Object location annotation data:

###

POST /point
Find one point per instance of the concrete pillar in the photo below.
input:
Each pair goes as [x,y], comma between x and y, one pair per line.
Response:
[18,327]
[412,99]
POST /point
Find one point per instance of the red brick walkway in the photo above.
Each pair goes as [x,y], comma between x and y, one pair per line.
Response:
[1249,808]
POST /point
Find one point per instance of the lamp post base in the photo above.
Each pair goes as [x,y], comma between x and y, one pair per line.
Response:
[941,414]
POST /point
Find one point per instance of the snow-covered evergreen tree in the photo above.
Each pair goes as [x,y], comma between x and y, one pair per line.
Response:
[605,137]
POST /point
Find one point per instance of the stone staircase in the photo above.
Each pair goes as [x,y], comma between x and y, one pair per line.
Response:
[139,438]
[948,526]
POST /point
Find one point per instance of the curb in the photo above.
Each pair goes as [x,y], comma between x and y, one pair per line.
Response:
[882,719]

###

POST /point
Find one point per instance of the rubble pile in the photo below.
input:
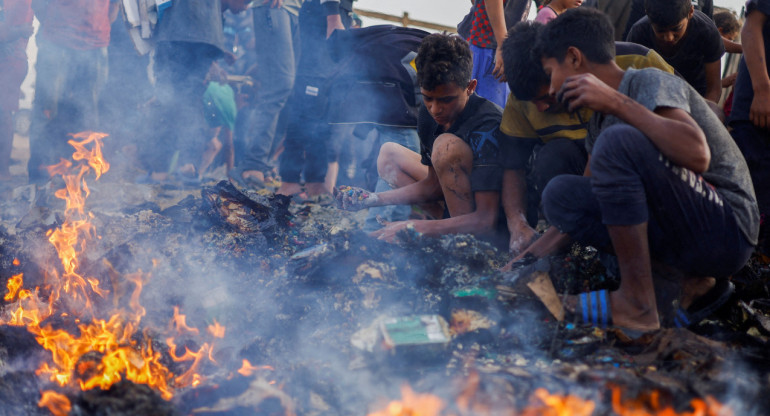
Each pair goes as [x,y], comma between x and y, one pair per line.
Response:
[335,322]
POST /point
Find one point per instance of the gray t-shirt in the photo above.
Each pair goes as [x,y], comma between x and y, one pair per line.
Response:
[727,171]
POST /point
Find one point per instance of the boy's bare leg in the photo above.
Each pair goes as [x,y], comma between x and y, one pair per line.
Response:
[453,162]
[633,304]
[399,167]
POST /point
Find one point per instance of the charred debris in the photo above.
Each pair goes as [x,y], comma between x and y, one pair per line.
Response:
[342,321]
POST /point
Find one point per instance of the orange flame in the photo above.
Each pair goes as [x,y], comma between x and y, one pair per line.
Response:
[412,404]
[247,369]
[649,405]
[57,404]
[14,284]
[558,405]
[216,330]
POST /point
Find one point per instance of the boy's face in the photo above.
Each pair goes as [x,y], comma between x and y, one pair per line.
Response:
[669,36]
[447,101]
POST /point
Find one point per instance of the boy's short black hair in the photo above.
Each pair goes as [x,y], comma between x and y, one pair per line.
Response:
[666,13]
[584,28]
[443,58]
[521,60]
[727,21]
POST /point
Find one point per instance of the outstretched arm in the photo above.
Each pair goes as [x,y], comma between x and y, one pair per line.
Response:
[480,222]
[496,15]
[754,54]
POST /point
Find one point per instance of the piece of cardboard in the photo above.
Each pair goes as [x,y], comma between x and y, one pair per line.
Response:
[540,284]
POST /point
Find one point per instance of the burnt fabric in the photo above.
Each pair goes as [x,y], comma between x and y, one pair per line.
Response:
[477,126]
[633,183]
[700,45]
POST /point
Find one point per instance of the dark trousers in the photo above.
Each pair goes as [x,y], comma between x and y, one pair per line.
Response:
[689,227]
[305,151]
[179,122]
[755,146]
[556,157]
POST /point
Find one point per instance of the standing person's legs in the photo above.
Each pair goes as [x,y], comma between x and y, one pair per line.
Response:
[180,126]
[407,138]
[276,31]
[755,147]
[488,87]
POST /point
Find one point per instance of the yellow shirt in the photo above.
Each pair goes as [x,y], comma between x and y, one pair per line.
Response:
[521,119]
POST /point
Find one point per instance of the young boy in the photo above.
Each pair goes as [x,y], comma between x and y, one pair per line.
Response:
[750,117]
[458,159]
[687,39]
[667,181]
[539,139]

###

▶ _Problem statement_:
Return each line of the records above that contains the string "shirt".

▶ _Solution for this exercise_:
Find one point per instance of the gray t-shirt in the photo above.
Find one point per instance of the yellow shirt in the photo above.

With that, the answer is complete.